▶ **Texte proposé**
= = = = = = =

VIXI

Depuis que l’Homme est entré en civilisation, nous nous appuyons sur des rites qui ont pour rôle de nous aider à envisager notre éternité comme un possible projet. Il en est allé ainsi pour ma mère et mon parcours de deuil dont j’ai eu envie d’exprimer à la fois la complexité et l’évidence à travers 17 images …

… Dix-sept images car symboliquement ce nombre représente la jonction entre le monde matériel et spirituel (H. Blanquart). Il est aussi, avec ses multiples, le nombre du Sacrement Admirable selon Saint Augustin et le canon de l’équilibre des choses selon Gâbir ibn Hayyân. Dix-sept enfin, car écrit en chiffres romains, il est l’anagramme de VIXI qui signifie “j’ai vécu”.

Le moment du deuil, ce passage, cette jonction entre la vie et la mort, l’acceptation du manque mais aussi l’espoir que tout se passe bien dans l’au-delà est un moment d’extrême intimité qui est pourtant partagé par tout un chacun. Ces images sont miennes dans la mesure où elles représentent ma conception des choses. Les photographies en mouvement, floues, en double impression me permettent de mettre en évidence ce sentiment de recherche de sens et la fragilité de cette tentative. A la fin, elles se clarifient et tendent vers l’apaisement.

= = = = = = =

▶ **Enregistrements**
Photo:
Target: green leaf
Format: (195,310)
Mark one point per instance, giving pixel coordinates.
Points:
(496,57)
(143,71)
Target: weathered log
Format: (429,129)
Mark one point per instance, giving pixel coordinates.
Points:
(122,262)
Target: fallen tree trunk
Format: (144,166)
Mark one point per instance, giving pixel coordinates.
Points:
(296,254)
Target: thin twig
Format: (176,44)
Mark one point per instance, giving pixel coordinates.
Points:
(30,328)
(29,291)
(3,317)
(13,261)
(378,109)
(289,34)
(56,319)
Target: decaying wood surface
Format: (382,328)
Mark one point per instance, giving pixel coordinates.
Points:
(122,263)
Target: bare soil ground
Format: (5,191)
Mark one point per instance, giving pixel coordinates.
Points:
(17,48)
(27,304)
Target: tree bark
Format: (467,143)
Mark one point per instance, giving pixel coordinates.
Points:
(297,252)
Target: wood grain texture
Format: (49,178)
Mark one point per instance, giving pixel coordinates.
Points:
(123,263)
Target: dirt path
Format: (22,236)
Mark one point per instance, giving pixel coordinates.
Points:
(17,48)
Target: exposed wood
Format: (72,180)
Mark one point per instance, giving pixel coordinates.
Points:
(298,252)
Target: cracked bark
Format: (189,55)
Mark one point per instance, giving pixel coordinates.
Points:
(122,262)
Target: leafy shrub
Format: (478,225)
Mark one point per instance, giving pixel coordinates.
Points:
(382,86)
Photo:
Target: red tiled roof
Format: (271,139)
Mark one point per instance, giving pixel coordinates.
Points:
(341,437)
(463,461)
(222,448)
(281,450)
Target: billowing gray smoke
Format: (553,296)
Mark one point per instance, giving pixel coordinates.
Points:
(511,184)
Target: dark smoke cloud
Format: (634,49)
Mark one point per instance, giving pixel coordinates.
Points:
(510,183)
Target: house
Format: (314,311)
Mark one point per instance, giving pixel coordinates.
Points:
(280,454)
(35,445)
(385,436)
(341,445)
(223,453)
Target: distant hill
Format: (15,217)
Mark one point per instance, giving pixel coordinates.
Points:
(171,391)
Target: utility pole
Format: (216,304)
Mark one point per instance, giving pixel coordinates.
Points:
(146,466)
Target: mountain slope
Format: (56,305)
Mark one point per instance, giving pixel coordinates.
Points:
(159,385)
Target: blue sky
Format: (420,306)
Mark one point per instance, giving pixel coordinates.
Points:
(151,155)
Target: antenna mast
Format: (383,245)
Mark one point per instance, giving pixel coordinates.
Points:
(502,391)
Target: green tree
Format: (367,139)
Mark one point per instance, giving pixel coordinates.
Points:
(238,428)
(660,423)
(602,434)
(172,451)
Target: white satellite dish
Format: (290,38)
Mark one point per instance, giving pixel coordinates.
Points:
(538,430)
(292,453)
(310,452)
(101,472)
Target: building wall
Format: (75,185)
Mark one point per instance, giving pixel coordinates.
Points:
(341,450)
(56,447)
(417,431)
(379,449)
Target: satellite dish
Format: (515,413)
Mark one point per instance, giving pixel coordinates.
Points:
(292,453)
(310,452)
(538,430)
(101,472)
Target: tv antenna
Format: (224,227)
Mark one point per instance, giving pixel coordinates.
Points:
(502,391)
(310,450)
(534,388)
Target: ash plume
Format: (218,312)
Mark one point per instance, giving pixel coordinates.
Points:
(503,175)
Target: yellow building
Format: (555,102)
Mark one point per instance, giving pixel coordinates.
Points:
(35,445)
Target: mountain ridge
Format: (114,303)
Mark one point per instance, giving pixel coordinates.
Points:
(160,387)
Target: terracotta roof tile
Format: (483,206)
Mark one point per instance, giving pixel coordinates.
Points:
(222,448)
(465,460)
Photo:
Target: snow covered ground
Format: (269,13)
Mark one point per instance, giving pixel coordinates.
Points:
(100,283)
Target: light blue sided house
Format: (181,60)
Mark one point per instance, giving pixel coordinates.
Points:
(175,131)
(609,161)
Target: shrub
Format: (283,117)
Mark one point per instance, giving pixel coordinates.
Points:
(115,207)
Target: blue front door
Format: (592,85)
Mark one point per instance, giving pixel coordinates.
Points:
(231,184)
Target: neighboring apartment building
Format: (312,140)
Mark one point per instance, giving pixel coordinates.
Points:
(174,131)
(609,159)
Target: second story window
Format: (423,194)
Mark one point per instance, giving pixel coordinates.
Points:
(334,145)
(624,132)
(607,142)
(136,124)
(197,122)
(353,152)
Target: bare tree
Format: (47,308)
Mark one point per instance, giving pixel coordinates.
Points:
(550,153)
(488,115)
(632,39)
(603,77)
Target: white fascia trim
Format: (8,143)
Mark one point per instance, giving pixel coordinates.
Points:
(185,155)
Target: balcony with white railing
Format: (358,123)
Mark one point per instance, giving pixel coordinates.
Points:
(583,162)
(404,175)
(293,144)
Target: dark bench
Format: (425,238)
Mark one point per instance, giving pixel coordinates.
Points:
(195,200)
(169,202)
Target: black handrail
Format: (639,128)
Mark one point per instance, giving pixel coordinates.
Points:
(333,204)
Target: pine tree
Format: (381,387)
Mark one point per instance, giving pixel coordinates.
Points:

= = = = = = =

▶ **Exercices à faire**
A: Dans le texte sur le deuil, reproduisez le passage allant de « Le moment du » jusqu'à « tendent vers l’apaisement. » inclus, en remplaçant « intimité » par « solitude ».
B: Nommez toutes les personnes que le texte sur le deuil cite à propos du nombre dix-sept.
C: D'après le texte sur le deuil, que signifie le mot VIXI ?

▶ **Corrigé des exercices**
A:
Le moment du deuil, ce passage, cette jonction entre la vie et la mort, l’acceptation du manque mais aussi l’espoir que tout se passe bien dans l’au-delà est un moment d’extrême solitude qui est pourtant partagé par tout un chacun. Ces images sont miennes dans la mesure où elles représentent ma conception des choses. Les photographies en mouvement, floues, en double impression me permettent de mettre en évidence ce sentiment de recherche de sens et la fragilité de cette tentative. A la fin, elles se clarifient et tendent vers l’apaisement.

B: H. Blanquart, Saint Augustin, Gâbir ibn Hayyân

C: VIXI signifie « j'ai vécu ».